- [Source excerpt]
======

# Keeping weight in my Stirrups



## RedTree (Jan 20, 2010)

So I have recently developed this bad habit of gripping with my knees whuch tends to lead to my feet coming up and out of the stirrups, which then when slowing down tends to me losing my stirrups.

It's only really at the canter and when I'm jumping I'm not to sure why I started doing it but now I can't seem to stop...

I was just wondering what peoples suggestions were to fixing this problem.

I was thinking maybe do 2-point postion and I'm pretty sure I remembered reading on here to take your knees off the saddle to make yourself sit down, so might try that as well.


Any other suggestions, even some exercises I can do with out Buzz would be helpful


----------



## AnneGage (Oct 25, 2009)

Hi, RedTree ... What you are experiencing is not that uncommon. When you grip with the front of your thigh, your knees close and your lower leg does not stay in contact with your horse's barrel. This creates an unstable seat and your brain tell your body to hold on by drawing our knees up and, eventually, going "fetal".

You can change this pattern by practising the half-seat position - the hip angle closes slightly and the seat lifts slightly out of the saddle. There is still some contact between your seat to the saddle. You are half way between the 3 point and the 2 point positions. To improve your stability, you practice this standing still, then at the walk, then at the trot and then over poles. At first, you may need to rest your hands on your horse's neck to support yourself. Then you take your hands off the neck so that you are using your legs.

Check out this article for more information and exercises to practice this important riding position. The Riding Position Every Hunter Rider Needs to Master

If you have questions, I'm happy to answer.

Cheers

Anne


----------



## RedTree (Jan 20, 2010)

Thanks Anne, will read that now


----------



## aeosborne2002 (Jan 30, 2012)

Hi! My instructor's just determined that I have a similar problem. I pinch with my knees and my legs drift back. She tied my stirrups to the girth (loosely!) to help me develop the muscle memory of where my legs should be. She told me that I would need to do this for a few lessons, and then we'd see how my position has improved.


----------



## Corporal (Jul 29, 2010)

_(...sounding like a broken record...)_
You need to do 2 things:
1) Ride at a walk and a sitting trot without stirrups;
and
2) Go for VERY LONG (trail, perhaps?) rides, so that your legs get VERY tired--3 hours is a good amount of time.
There is NO WAY that you can ride that long and continue to push yourself out of the saddle, which is what you do right now, since you're riding or short periods and have established a bad habit. =D


----------



## RedTree (Jan 20, 2010)

I actually think riding without my stirrups is where I got this habit from...
Buzz trot is very bouncy so I tend to grip with my upper legs because if I grip with the lower part of my leg he will go faster....

I agree with the long ride though, that sounds like a good idea.


----------

======

Stored dataset items:

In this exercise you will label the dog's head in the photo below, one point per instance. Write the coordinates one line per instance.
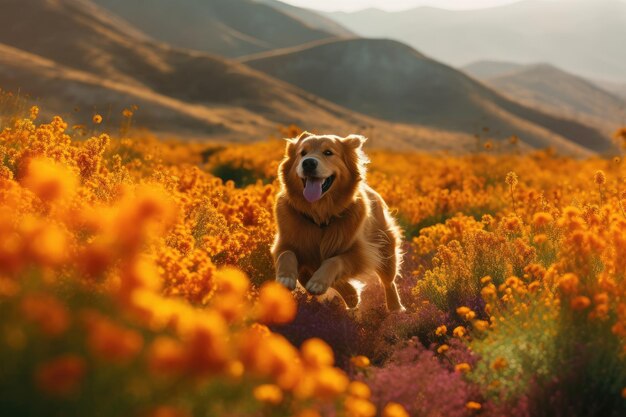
(325, 167)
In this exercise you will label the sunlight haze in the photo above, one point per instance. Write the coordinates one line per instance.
(394, 5)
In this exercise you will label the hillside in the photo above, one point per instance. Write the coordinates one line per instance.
(97, 61)
(225, 27)
(585, 36)
(484, 70)
(310, 18)
(551, 89)
(390, 80)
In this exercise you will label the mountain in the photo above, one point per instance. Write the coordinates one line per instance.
(389, 80)
(310, 18)
(484, 70)
(72, 53)
(229, 28)
(582, 36)
(553, 90)
(618, 89)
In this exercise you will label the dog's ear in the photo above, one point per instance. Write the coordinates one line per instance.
(292, 142)
(354, 141)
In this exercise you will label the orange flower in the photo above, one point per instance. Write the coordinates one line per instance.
(580, 303)
(511, 179)
(459, 331)
(599, 177)
(499, 363)
(61, 376)
(34, 112)
(47, 244)
(316, 353)
(462, 368)
(360, 361)
(394, 410)
(358, 407)
(568, 283)
(47, 312)
(276, 304)
(111, 342)
(441, 330)
(542, 219)
(481, 325)
(49, 180)
(443, 349)
(167, 356)
(330, 382)
(232, 281)
(473, 405)
(308, 413)
(359, 389)
(268, 393)
(165, 411)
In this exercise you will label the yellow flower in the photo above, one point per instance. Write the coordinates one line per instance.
(316, 353)
(542, 219)
(232, 281)
(442, 349)
(330, 382)
(459, 331)
(358, 407)
(268, 393)
(111, 342)
(276, 304)
(481, 325)
(34, 112)
(599, 177)
(462, 368)
(61, 376)
(49, 180)
(580, 303)
(167, 356)
(499, 363)
(47, 312)
(511, 179)
(472, 405)
(360, 361)
(394, 410)
(441, 330)
(360, 390)
(568, 283)
(462, 311)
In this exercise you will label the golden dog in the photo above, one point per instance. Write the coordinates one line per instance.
(332, 226)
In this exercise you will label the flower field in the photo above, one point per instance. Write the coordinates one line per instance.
(136, 280)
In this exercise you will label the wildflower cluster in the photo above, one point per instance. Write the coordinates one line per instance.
(140, 268)
(113, 279)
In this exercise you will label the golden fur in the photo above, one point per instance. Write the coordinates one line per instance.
(347, 233)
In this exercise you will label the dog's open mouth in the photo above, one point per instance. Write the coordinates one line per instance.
(314, 188)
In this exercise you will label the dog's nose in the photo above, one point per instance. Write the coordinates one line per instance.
(309, 165)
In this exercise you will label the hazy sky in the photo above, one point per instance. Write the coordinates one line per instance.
(351, 5)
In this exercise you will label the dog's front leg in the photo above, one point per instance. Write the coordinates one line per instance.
(287, 269)
(331, 270)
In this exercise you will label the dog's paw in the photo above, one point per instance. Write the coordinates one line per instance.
(288, 282)
(316, 287)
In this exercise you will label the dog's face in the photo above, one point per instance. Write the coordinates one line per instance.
(321, 167)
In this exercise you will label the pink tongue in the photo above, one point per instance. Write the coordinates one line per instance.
(313, 190)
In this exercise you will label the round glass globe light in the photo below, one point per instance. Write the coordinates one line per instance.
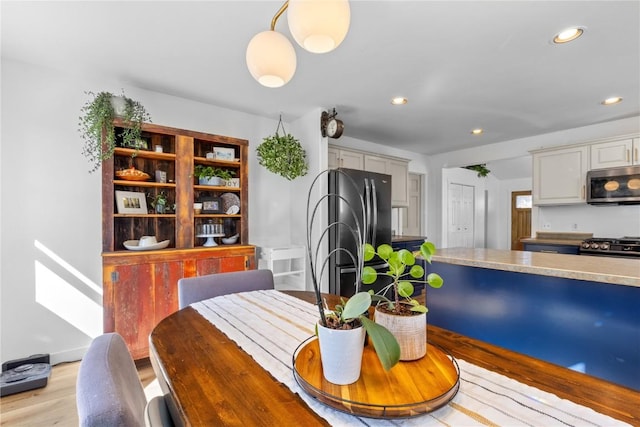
(271, 59)
(319, 26)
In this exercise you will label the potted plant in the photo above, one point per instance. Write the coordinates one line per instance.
(283, 155)
(209, 175)
(404, 316)
(341, 332)
(96, 125)
(158, 202)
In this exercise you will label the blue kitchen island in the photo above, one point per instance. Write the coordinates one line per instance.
(576, 311)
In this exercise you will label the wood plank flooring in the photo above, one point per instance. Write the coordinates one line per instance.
(55, 404)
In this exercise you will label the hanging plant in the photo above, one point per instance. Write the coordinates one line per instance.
(283, 154)
(96, 125)
(481, 169)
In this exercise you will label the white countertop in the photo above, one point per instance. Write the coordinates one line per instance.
(619, 271)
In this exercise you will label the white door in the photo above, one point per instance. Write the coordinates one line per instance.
(412, 215)
(460, 222)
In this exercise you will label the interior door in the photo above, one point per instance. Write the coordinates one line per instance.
(461, 219)
(520, 218)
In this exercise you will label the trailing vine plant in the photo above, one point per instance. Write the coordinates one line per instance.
(97, 116)
(283, 154)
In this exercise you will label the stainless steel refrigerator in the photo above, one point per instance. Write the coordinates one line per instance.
(349, 185)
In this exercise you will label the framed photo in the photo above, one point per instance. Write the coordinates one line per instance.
(211, 204)
(131, 202)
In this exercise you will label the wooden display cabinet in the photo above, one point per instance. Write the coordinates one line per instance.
(140, 287)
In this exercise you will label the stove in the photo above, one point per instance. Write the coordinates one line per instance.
(624, 247)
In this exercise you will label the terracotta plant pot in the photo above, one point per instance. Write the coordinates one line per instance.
(341, 354)
(410, 331)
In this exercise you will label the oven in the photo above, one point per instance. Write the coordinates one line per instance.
(623, 247)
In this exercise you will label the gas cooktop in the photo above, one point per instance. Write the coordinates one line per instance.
(627, 246)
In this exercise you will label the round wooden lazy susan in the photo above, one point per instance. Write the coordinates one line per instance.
(409, 389)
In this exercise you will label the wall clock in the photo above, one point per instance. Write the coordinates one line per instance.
(330, 126)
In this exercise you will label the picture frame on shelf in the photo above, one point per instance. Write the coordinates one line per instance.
(211, 205)
(131, 202)
(223, 153)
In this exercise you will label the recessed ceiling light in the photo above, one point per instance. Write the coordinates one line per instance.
(612, 100)
(568, 35)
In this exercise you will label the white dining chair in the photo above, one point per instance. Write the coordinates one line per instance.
(194, 289)
(109, 391)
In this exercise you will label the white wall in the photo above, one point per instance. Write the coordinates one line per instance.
(50, 217)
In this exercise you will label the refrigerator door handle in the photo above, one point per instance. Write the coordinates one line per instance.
(374, 224)
(375, 267)
(367, 203)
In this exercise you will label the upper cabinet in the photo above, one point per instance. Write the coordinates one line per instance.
(339, 158)
(625, 152)
(164, 174)
(396, 167)
(559, 176)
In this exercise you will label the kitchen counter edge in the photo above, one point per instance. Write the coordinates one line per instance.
(617, 271)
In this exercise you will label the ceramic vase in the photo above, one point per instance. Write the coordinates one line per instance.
(341, 354)
(410, 331)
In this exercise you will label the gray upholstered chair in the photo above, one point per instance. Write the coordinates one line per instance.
(194, 289)
(109, 391)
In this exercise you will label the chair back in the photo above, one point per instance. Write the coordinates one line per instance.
(108, 389)
(194, 289)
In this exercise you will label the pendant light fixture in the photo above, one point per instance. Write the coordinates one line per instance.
(319, 26)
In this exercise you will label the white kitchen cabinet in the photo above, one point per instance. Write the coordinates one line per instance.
(399, 171)
(396, 167)
(559, 175)
(375, 164)
(338, 158)
(625, 152)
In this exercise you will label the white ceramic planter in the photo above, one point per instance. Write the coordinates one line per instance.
(341, 354)
(410, 331)
(214, 180)
(119, 105)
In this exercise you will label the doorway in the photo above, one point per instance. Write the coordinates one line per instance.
(520, 218)
(461, 219)
(412, 215)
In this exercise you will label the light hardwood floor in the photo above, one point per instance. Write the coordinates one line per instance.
(55, 404)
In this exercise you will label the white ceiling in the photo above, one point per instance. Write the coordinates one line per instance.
(462, 65)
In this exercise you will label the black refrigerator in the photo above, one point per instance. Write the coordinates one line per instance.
(347, 185)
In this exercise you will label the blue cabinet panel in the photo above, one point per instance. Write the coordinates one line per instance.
(588, 326)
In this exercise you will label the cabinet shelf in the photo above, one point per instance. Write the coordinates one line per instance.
(217, 188)
(125, 183)
(143, 154)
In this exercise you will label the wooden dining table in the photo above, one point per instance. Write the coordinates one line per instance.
(209, 380)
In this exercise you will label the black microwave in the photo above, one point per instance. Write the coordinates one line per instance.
(620, 186)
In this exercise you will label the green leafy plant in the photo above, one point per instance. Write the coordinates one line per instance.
(283, 155)
(481, 169)
(159, 199)
(350, 315)
(97, 128)
(401, 280)
(207, 172)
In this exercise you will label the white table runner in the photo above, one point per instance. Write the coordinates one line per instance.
(269, 326)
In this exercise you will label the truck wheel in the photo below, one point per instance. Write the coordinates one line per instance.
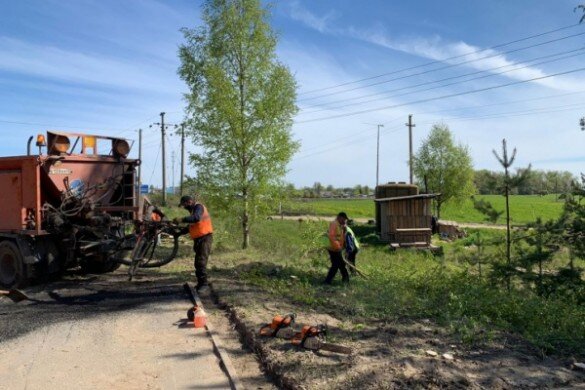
(99, 264)
(12, 269)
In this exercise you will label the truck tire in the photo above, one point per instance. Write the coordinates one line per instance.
(12, 269)
(99, 264)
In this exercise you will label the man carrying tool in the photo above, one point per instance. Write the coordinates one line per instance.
(352, 247)
(336, 235)
(201, 231)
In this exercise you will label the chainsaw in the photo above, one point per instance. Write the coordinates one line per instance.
(313, 338)
(281, 327)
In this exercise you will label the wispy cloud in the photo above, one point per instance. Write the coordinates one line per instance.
(54, 63)
(436, 48)
(319, 23)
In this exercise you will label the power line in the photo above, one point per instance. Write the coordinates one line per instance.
(444, 67)
(155, 164)
(524, 65)
(511, 114)
(440, 61)
(443, 96)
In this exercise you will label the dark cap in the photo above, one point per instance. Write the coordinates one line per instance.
(184, 199)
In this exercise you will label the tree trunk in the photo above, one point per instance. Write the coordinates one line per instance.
(508, 243)
(246, 221)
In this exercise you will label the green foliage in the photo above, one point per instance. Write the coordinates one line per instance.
(407, 285)
(444, 167)
(492, 215)
(526, 208)
(537, 182)
(241, 101)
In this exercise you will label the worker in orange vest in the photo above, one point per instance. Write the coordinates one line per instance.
(336, 236)
(201, 231)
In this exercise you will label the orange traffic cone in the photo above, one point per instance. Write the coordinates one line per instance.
(200, 318)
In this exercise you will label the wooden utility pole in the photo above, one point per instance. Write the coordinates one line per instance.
(173, 169)
(378, 157)
(162, 130)
(182, 157)
(139, 158)
(410, 126)
(138, 200)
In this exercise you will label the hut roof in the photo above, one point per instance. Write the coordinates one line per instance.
(420, 196)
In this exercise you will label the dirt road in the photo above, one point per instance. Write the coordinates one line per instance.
(103, 332)
(366, 220)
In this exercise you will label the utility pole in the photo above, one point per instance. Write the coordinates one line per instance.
(182, 157)
(410, 126)
(173, 170)
(139, 158)
(163, 127)
(138, 201)
(162, 131)
(378, 157)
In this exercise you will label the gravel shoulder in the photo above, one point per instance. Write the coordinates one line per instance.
(102, 332)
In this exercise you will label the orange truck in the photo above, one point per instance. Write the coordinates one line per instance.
(69, 205)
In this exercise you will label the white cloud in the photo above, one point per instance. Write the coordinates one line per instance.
(321, 24)
(435, 48)
(50, 62)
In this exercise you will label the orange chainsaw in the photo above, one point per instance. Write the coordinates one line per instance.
(281, 327)
(313, 338)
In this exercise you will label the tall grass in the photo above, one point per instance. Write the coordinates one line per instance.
(407, 285)
(524, 208)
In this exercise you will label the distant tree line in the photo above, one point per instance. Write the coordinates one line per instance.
(536, 182)
(318, 190)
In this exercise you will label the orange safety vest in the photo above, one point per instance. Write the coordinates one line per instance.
(203, 227)
(336, 237)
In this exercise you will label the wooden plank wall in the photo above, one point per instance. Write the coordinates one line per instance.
(406, 214)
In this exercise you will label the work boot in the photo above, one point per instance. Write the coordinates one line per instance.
(203, 289)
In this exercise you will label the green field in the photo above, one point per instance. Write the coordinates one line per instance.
(524, 208)
(287, 262)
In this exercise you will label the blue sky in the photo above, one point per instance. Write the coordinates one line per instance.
(109, 67)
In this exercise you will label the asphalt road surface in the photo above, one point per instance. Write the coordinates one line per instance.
(103, 332)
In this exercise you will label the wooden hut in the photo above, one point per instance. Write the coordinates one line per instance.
(406, 220)
(391, 190)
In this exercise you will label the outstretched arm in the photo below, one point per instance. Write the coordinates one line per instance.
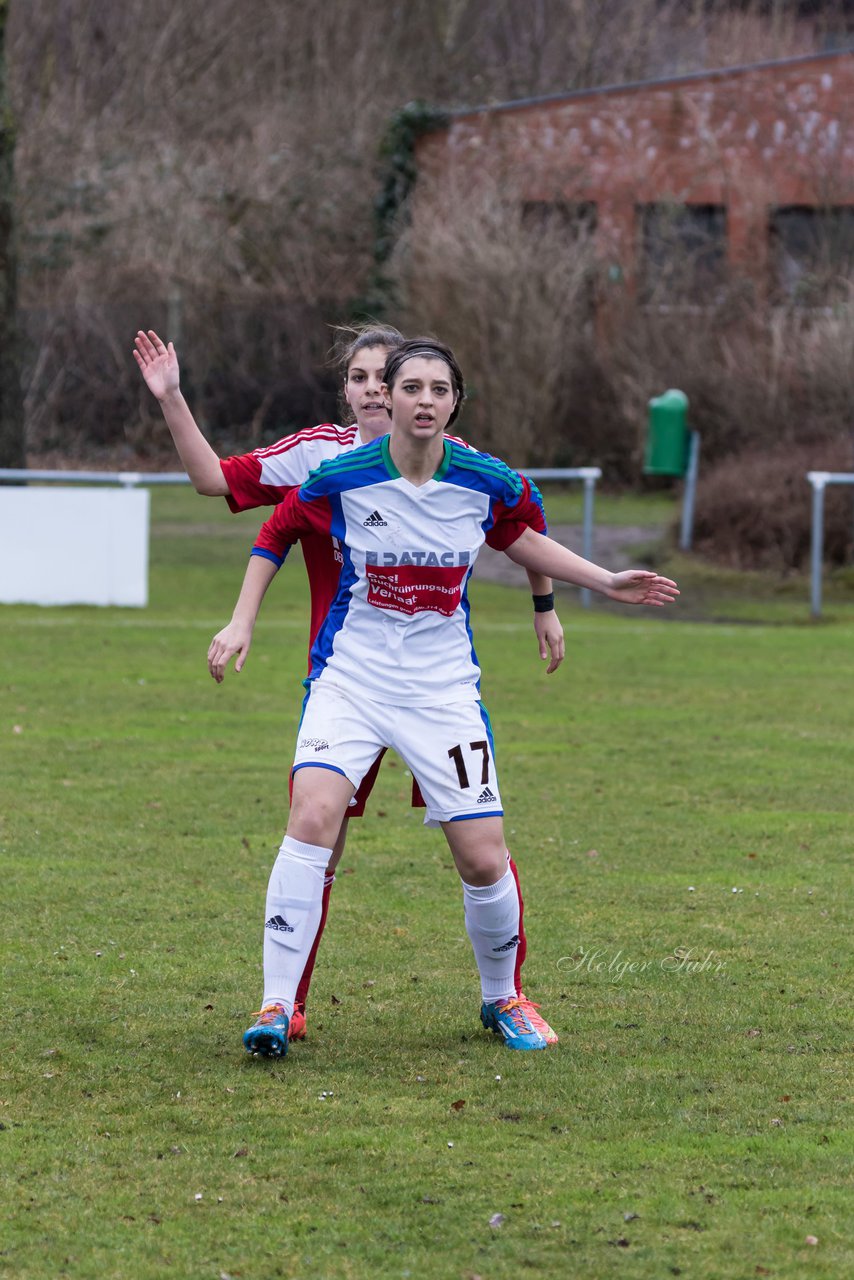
(159, 366)
(237, 636)
(547, 625)
(633, 586)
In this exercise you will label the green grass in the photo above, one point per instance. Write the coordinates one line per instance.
(690, 1121)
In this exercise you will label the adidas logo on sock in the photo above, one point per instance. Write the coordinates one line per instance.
(508, 946)
(279, 923)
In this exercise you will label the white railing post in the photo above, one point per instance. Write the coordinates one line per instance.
(589, 476)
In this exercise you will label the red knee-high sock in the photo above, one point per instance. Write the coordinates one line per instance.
(305, 981)
(523, 941)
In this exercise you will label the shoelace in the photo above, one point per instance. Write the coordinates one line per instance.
(520, 1019)
(537, 1020)
(269, 1014)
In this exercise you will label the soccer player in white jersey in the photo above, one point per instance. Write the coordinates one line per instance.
(394, 666)
(263, 476)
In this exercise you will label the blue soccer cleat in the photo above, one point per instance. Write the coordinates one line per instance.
(268, 1036)
(512, 1022)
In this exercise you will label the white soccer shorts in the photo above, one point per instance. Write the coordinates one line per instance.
(448, 749)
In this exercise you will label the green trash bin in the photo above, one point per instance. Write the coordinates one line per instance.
(667, 437)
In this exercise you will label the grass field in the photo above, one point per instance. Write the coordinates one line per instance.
(679, 800)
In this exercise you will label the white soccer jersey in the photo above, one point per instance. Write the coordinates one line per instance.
(398, 627)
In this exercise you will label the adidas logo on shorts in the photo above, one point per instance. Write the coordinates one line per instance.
(279, 924)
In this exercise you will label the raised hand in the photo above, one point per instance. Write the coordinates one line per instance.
(233, 639)
(642, 586)
(549, 636)
(158, 364)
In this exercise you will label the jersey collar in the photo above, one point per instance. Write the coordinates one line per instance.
(396, 475)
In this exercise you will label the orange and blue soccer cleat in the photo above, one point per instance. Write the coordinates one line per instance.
(268, 1036)
(297, 1028)
(537, 1020)
(511, 1020)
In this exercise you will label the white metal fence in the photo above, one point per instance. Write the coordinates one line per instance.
(135, 479)
(820, 480)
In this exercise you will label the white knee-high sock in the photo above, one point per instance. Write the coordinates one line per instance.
(492, 924)
(293, 905)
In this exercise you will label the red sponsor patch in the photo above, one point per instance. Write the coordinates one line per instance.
(412, 589)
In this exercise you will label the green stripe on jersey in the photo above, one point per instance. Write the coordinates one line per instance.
(489, 466)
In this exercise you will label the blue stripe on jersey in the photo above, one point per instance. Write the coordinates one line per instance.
(325, 638)
(266, 554)
(467, 817)
(318, 764)
(466, 612)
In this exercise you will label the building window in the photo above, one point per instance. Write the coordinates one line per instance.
(811, 254)
(683, 252)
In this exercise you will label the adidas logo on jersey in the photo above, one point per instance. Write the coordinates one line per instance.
(508, 946)
(279, 924)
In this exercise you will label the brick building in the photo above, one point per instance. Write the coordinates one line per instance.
(749, 168)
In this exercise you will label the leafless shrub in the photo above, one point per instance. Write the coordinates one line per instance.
(213, 165)
(754, 510)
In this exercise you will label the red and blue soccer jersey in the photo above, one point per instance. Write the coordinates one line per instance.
(261, 479)
(398, 627)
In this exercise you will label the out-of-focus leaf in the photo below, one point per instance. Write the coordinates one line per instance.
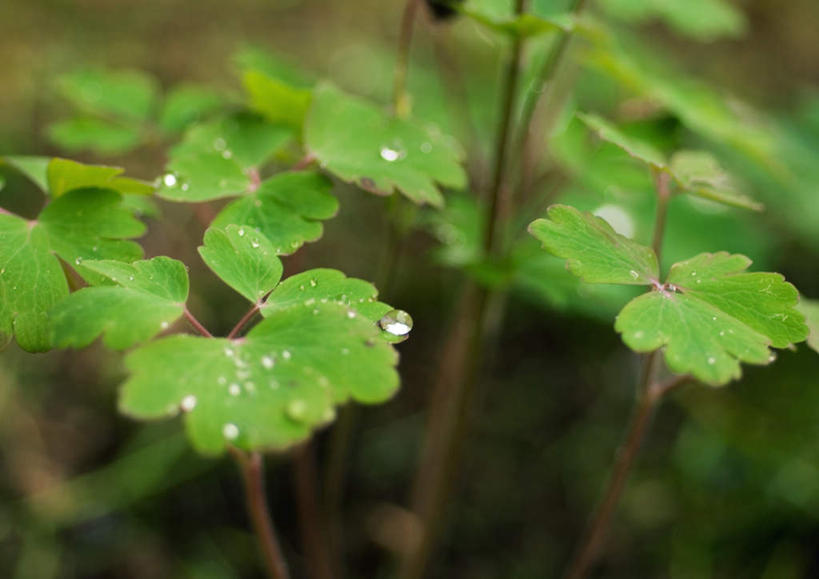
(88, 133)
(363, 145)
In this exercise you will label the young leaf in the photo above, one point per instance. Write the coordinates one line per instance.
(214, 158)
(287, 209)
(268, 390)
(148, 297)
(361, 144)
(810, 309)
(81, 224)
(243, 258)
(699, 174)
(711, 315)
(595, 252)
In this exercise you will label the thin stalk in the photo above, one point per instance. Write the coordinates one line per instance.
(312, 528)
(400, 98)
(497, 198)
(197, 325)
(252, 469)
(662, 184)
(463, 354)
(649, 395)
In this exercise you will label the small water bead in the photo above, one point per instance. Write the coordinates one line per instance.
(230, 431)
(297, 409)
(188, 403)
(390, 155)
(396, 322)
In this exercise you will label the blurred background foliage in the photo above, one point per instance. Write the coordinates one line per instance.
(728, 485)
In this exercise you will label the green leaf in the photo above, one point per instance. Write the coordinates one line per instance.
(636, 148)
(711, 315)
(243, 258)
(123, 94)
(268, 390)
(186, 104)
(79, 225)
(278, 101)
(699, 174)
(810, 309)
(321, 286)
(32, 167)
(147, 298)
(65, 175)
(286, 209)
(359, 143)
(214, 158)
(31, 283)
(595, 252)
(101, 136)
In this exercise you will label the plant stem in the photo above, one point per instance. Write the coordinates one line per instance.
(310, 519)
(662, 183)
(197, 324)
(401, 101)
(252, 468)
(648, 396)
(497, 199)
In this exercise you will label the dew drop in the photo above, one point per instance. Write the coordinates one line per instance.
(396, 322)
(390, 155)
(188, 403)
(230, 431)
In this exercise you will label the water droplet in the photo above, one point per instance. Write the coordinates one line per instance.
(297, 409)
(396, 322)
(188, 403)
(230, 431)
(391, 155)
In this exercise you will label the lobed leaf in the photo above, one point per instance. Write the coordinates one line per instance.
(287, 209)
(243, 258)
(147, 297)
(361, 144)
(594, 251)
(268, 390)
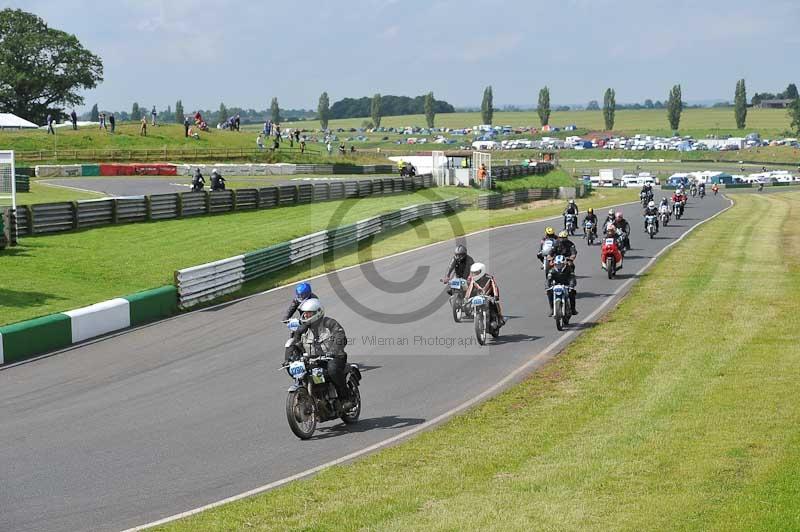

======

- [Aim]
In the thread about keeping weight in the stirrups, what did aeosborne2002's instructor tie the stirrups to?

- [Final result]
The girth, loosely.